AANGELEVERD FRAGMENT |
Loslaten

Het is koud maar ik ga niet naar binnen. Ik blijf op het terras voor de koffietent zitten want ik wil haar zien. Misschien is ze wel heel erg veranderd. Heeft ze geblondeerd haar. Of is ze heel dik, of heel dun geworden. Mijn ogen zijn moe en vaag zie ik iemand die op haar lijkt. Maar er loopt een man naast haar. En ze komt niet met man. Of die vrouw in die rode jas. Toch is een rode jas niet echt iets voor haar en wanneer de vrouw dichterbij komt lijkt ze in de verste verte niet op haar. Hoe heb ik dat kunnen denken.
Het wordt nu toch echt wel heel erg koud. Ik ga vast naar binnen.
En ik ga zo zitten dat ik juist niet de hele tijd de omgeving kan afspeuren naar haar mogelijk silhouet.
Ik bestel een koffie-verkeerd.
En ineens staat ze daar. Ik schrik. Na al die jaren staat ze daar. En ze is precies hetzelfde. Dat had ik niet verwacht. Ze had toch op z’n minst de moeite kunnen nemen tien jaar ouder te zijn geworden. Of misschien wel twaalf.
Terwijl ze gaat zitten vecht ze haar tranen weg. En ik doe dat ook.
De serveerster neemt haar bestelling op.

GEGEVEN MATERIAAL |
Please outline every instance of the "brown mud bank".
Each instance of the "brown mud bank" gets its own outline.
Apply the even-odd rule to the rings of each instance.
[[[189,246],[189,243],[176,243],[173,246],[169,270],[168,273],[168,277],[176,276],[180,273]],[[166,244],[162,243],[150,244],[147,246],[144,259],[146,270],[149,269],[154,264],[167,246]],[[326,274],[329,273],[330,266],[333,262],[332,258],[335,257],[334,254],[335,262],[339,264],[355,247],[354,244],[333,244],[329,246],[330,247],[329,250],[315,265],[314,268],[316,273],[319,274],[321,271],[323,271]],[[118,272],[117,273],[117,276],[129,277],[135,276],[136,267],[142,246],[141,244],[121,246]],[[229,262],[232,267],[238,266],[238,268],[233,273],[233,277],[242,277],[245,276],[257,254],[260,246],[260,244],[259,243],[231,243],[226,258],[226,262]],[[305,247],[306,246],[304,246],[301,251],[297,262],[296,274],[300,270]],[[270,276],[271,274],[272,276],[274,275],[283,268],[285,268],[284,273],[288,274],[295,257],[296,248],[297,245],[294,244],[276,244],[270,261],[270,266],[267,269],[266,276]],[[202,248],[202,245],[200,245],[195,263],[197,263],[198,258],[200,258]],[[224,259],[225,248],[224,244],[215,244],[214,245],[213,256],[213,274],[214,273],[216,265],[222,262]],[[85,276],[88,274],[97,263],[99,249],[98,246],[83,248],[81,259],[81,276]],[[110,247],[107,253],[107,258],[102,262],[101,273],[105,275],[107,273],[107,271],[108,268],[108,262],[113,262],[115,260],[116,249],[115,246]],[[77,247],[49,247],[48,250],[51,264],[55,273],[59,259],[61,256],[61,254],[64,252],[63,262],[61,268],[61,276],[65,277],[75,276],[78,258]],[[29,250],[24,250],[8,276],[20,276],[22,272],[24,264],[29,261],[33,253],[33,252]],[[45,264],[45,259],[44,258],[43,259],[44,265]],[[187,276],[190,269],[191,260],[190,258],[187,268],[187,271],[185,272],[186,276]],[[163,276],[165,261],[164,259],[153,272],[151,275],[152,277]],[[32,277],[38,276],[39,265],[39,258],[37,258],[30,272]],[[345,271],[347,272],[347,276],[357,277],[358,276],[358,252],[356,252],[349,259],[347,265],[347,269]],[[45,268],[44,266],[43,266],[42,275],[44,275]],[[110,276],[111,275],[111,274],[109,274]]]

OPDRACHT |
Kun je het verhaal "Loslaten" hierboven woord voor woord overschrijven, van de titel tot en met de laatste zin?

UITWERKING |
Loslaten

Het is koud maar ik ga niet naar binnen. Ik blijf op het terras voor de koffietent zitten want ik wil haar zien. Misschien is ze wel heel erg veranderd. Heeft ze geblondeerd haar. Of is ze heel dik, of heel dun geworden. Mijn ogen zijn moe en vaag zie ik iemand die op haar lijkt. Maar er loopt een man naast haar. En ze komt niet met man. Of die vrouw in die rode jas. Toch is een rode jas niet echt iets voor haar en wanneer de vrouw dichterbij komt lijkt ze in de verste verte niet op haar. Hoe heb ik dat kunnen denken.
Het wordt nu toch echt wel heel erg koud. Ik ga vast naar binnen.
En ik ga zo zitten dat ik juist niet de hele tijd de omgeving kan afspeuren naar haar mogelijk silhouet.
Ik bestel een koffie-verkeerd.
En ineens staat ze daar. Ik schrik. Na al die jaren staat ze daar. En ze is precies hetzelfde. Dat had ik niet verwacht. Ze had toch op z’n minst de moeite kunnen nemen tien jaar ouder te zijn geworden. Of misschien wel twaalf.
Terwijl ze gaat zitten vecht ze haar tranen weg. En ik doe dat ook.
De serveerster neemt haar bestelling op.